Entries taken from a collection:
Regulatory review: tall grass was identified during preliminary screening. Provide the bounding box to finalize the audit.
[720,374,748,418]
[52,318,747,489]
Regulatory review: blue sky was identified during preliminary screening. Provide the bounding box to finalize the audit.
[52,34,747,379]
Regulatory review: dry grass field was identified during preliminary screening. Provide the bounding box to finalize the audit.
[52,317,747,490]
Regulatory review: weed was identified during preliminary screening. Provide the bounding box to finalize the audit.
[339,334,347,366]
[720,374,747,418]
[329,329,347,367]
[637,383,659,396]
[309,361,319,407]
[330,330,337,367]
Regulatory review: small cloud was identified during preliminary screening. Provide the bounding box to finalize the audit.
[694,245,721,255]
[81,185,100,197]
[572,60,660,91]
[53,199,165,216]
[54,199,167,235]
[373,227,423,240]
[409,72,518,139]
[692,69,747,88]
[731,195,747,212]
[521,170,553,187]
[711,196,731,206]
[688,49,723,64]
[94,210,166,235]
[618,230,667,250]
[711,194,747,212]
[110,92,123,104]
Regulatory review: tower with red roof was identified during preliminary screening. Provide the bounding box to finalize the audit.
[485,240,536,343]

Task objective: An exact copy of all the records above is the required answer.

Answer to this task:
Regulatory review: tall grass was identified during preliminary screening. Provide the bounding box to finalize the audit.
[720,374,748,418]
[52,318,747,489]
Regulatory review: blue sky was identified during preliminary screening. Provide the bounding box to finalize the audit.
[52,34,747,379]
Regulatory review: dry grass field was identified during preliminary screening. Provide the bounding box to finalize the audit.
[52,317,747,490]
Regulatory review: weed was identified during preliminary screening. Provide the bounding box to finalize the audit.
[339,334,347,366]
[720,374,747,418]
[329,329,347,367]
[637,383,659,396]
[309,361,319,407]
[330,330,337,367]
Regulatory review: small cloud was identified during preliminary screening. Provide the bounding box to finalize the audit.
[694,245,721,255]
[81,185,100,197]
[572,60,660,91]
[53,199,165,216]
[54,199,167,235]
[373,227,423,240]
[409,72,518,139]
[692,69,747,88]
[731,195,747,212]
[521,170,553,187]
[711,196,731,206]
[688,49,723,64]
[94,210,166,235]
[618,230,667,250]
[711,194,747,212]
[110,92,123,104]
Regulatory review: tower with red roof was identified during preliminary screening. Provide the bounding box to finalize the audit.
[485,240,536,343]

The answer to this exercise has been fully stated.